--- Work item ---
Return all of the entries exactly, with nothing added or left out.

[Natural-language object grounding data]
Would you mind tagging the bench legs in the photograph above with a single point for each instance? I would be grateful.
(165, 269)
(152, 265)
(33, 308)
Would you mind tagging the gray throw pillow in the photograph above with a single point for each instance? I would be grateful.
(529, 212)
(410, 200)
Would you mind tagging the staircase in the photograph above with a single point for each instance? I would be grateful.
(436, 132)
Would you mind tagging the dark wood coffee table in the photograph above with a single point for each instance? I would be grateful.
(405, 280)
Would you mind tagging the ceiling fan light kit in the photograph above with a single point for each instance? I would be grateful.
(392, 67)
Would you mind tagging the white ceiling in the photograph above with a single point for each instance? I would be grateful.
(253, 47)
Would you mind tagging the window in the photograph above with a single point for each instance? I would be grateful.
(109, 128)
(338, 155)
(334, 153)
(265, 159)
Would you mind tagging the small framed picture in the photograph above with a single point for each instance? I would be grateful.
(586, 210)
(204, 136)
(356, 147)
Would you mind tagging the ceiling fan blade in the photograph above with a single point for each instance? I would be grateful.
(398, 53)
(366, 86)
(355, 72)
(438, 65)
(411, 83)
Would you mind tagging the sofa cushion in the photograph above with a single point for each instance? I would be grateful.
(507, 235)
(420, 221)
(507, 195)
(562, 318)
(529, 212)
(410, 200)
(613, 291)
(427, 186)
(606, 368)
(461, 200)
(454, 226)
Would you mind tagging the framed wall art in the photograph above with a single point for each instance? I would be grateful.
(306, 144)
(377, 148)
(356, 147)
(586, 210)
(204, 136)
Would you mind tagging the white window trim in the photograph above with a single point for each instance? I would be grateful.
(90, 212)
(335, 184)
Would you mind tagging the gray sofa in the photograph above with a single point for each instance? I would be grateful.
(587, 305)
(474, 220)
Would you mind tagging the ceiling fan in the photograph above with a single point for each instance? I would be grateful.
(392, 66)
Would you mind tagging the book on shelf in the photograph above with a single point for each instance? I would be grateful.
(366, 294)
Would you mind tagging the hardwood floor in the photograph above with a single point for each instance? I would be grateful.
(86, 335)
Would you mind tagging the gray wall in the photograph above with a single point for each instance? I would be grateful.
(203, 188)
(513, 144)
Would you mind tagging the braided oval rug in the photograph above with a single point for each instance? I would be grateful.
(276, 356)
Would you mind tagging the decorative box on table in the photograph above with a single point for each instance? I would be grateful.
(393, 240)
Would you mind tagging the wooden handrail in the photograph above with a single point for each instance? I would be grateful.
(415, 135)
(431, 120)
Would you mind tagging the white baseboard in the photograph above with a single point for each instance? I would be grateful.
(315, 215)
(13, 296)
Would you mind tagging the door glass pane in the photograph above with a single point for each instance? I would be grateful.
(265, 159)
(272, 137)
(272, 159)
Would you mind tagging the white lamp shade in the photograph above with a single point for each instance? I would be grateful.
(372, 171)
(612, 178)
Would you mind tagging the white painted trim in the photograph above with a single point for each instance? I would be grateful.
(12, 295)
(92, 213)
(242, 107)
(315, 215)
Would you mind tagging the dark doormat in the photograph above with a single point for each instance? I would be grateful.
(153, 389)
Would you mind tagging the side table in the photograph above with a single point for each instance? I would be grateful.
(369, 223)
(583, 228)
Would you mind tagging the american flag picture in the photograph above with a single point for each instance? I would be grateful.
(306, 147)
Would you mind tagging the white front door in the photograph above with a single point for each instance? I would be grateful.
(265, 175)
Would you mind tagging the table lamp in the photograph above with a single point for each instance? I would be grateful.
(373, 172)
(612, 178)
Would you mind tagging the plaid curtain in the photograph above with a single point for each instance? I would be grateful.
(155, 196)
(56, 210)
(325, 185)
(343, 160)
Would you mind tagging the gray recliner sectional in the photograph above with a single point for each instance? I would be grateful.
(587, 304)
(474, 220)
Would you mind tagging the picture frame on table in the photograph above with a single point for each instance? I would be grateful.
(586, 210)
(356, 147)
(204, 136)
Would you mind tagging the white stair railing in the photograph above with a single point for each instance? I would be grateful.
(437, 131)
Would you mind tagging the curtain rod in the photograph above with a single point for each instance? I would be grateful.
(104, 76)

--- Result ---
Would you mind tagging the bench legs in the photograph above with a single point for each instance? I would be grateful.
(165, 269)
(152, 265)
(33, 308)
Would you mind tagging the gray throw pillow in the photograph above with a single point for each instance? I would be grateful.
(529, 212)
(410, 200)
Would you mind tagging the staircase in the photograph above with a single point for each instance? I would be grateful.
(436, 132)
Would you mind tagging the dark wood coffee table in the photograph above with a single point for each instance? I would be grateful.
(405, 280)
Would you mind tagging the ceiling fan light kit in the photograph above with a single point for each instance? I would be grateful.
(392, 67)
Would you mind tagging the white ceiling in the photograph above with a single point for each instance? I would be grateful.
(253, 47)
Would you mind tagging the window in the photograph above with a single point for each instance? I would be grateful.
(109, 128)
(338, 155)
(334, 153)
(265, 159)
Would you mind tagging the small framed picture in the photograph above with a single point for each instance? I would be grateful.
(586, 210)
(204, 136)
(356, 147)
Would you mind tagging the ceiling fan blade in the photograph above with a single point for each instance? I would be grateful.
(398, 53)
(366, 86)
(355, 72)
(438, 65)
(411, 83)
Would you mind tagging the sofa cushion in the photograph above with a single point for each instance? I would be grateful.
(507, 235)
(420, 221)
(507, 195)
(562, 318)
(529, 212)
(410, 200)
(613, 291)
(427, 186)
(606, 368)
(461, 200)
(454, 226)
Would you mind tagging the framed wall art in the photograph above with a single point for each instance? I would be grateful.
(306, 144)
(377, 148)
(356, 147)
(586, 210)
(204, 136)
Would you mind tagging the white window trim in the photograph above with a single point for each instance? I would be grateful.
(90, 212)
(335, 184)
Would you mind tagging the gray sofa in the photograph above with a single point for each instance? I would be grateful.
(587, 305)
(474, 220)
Would you mind tagging the ceiling fan in the photograph above with a single point for each instance? I would be grateful.
(392, 66)
Would you mind tagging the book on shelf in the photograph above with a single point for each instance? I would be grateful.
(366, 294)
Would you mind tagging the hardwood floor in the photograph above with a single point for each instance? I would be grateful.
(86, 335)
Would you mind tagging the gray wall in the photograph above with a single point for each instance? I would be grateful.
(203, 188)
(513, 144)
Would you mind tagging the braided oval rug in the photograph above with a single point for each instance? I would be grateful.
(276, 356)
Would you mind tagging the decorative box on table in the photograph above with a single point for each instance? I would be grateful.
(393, 240)
Would you mind tagging the wooden handrail in the photograph above with a single point for each instance? I would be grateful.
(415, 135)
(431, 120)
Would you mind tagging the white baseboard in the photograph above with a single point for each instance? I would be grateful.
(315, 215)
(13, 296)
Would you mind tagging the door glass pane in the photograph above with a single point for each instance? I would be grateful.
(265, 159)
(272, 137)
(272, 159)
Would you mind tagging the white lamp shade in the photograph above with a single point for each instance? I would be grateful.
(372, 171)
(612, 178)
Would you mind tagging the white painted trim in the photograph above with a single point for each instance? I would be grateful.
(12, 295)
(92, 213)
(242, 107)
(315, 215)
Would you mind tagging the dark doormat in the photograph above with a single point for each instance? I would be grateful.
(153, 389)
Would you mind tagging the side table in the photograph above with a single point for each instance? I would be grateful.
(369, 223)
(583, 228)
Would you mind tagging the american flag picture in the photograph above with a single point for each instance? I would be grateful.
(306, 147)
Would you mind tagging the white front door in the photograph above with a single point for each instance? I would be grateful.
(265, 175)
Would you mind tagging the table lamp in the photograph above with a single point for each instance? I would be grateful.
(373, 172)
(612, 178)
Would you mind tagging the plaid curtain in the photograph above with a single point for each instance? I would be grateful.
(155, 196)
(56, 210)
(325, 185)
(343, 160)
Would you mind tagging the gray recliner sectional in the photograph above with a single point for each instance? I would be grateful.
(587, 304)
(474, 220)
Would you mind tagging the picture frame on table in the photograph above with a single point for each instance? I would be grateful.
(586, 210)
(356, 147)
(204, 136)
Would you mind tagging the white stair railing in the photograph above with a single point for each instance? I would be grateful.
(437, 131)
Would you mind tagging the curtain rod in the photograph above with a single point for each instance? I would be grateful.
(104, 76)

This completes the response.